§ **Task goal**: Set down, unchanged, the line with "[point] every instance of the jersey sleeve" and everything after it through the last line of the data.

★ ★ ★ ★

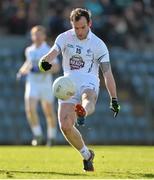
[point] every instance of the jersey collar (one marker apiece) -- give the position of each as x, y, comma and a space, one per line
88, 36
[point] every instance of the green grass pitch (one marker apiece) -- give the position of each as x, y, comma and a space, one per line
64, 162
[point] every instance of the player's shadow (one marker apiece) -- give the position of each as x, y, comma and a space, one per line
10, 172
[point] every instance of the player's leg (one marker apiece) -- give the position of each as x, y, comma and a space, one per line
31, 102
87, 106
32, 116
67, 118
88, 101
50, 115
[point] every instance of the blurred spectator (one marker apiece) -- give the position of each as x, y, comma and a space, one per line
17, 24
126, 23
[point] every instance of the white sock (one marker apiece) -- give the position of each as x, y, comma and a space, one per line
37, 131
85, 152
51, 133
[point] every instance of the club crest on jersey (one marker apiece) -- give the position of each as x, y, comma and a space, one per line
76, 62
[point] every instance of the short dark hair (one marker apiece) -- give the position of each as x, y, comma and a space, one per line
77, 13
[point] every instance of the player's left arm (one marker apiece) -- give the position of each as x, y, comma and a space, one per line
111, 86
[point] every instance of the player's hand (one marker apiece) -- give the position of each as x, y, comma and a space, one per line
20, 77
44, 65
114, 106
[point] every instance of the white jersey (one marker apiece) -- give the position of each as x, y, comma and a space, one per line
34, 54
81, 56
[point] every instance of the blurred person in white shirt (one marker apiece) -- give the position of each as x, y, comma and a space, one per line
39, 87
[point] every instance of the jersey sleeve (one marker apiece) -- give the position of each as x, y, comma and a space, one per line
102, 53
28, 54
59, 44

★ ★ ★ ★

§ **Written reply**:
[point] every instance of the jersey sleeve (one marker apiece) -- give the position of each as x, y, comma and a space, one per line
102, 53
28, 54
59, 44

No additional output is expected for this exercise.